**TASK DETAILS**
Please put the lines below into a numbered list, starting at the line containing "Put a dot on the tree" and continuing up to and including the line containing "Target: tree trunk". Leave out any blank lines.

**Examples of point labeling**

####

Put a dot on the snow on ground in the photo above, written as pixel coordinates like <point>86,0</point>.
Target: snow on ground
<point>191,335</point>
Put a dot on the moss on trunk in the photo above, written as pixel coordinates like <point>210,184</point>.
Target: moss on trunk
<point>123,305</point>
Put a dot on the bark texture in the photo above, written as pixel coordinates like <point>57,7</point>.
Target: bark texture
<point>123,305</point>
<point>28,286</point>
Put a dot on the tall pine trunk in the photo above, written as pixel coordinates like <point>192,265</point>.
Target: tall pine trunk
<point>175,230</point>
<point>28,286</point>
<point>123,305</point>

####

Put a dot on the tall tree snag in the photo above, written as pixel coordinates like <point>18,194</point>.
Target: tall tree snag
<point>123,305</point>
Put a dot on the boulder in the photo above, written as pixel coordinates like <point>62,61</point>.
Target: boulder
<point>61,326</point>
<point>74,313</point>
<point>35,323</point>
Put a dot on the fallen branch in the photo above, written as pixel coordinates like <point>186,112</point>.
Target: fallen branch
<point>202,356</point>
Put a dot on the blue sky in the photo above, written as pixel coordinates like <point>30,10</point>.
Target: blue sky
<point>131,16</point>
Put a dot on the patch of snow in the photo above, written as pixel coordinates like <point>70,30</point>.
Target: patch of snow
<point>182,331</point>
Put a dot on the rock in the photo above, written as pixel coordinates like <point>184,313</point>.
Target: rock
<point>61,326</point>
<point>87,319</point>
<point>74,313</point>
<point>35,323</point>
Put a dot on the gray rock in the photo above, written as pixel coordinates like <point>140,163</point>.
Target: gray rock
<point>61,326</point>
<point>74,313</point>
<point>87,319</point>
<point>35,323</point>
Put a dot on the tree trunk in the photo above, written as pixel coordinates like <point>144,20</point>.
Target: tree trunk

####

**ANSWER IN FULL**
1. Put a dot on the tree trunk in the photo above, written as pixel coordinates like <point>144,20</point>.
2. Target: tree trunk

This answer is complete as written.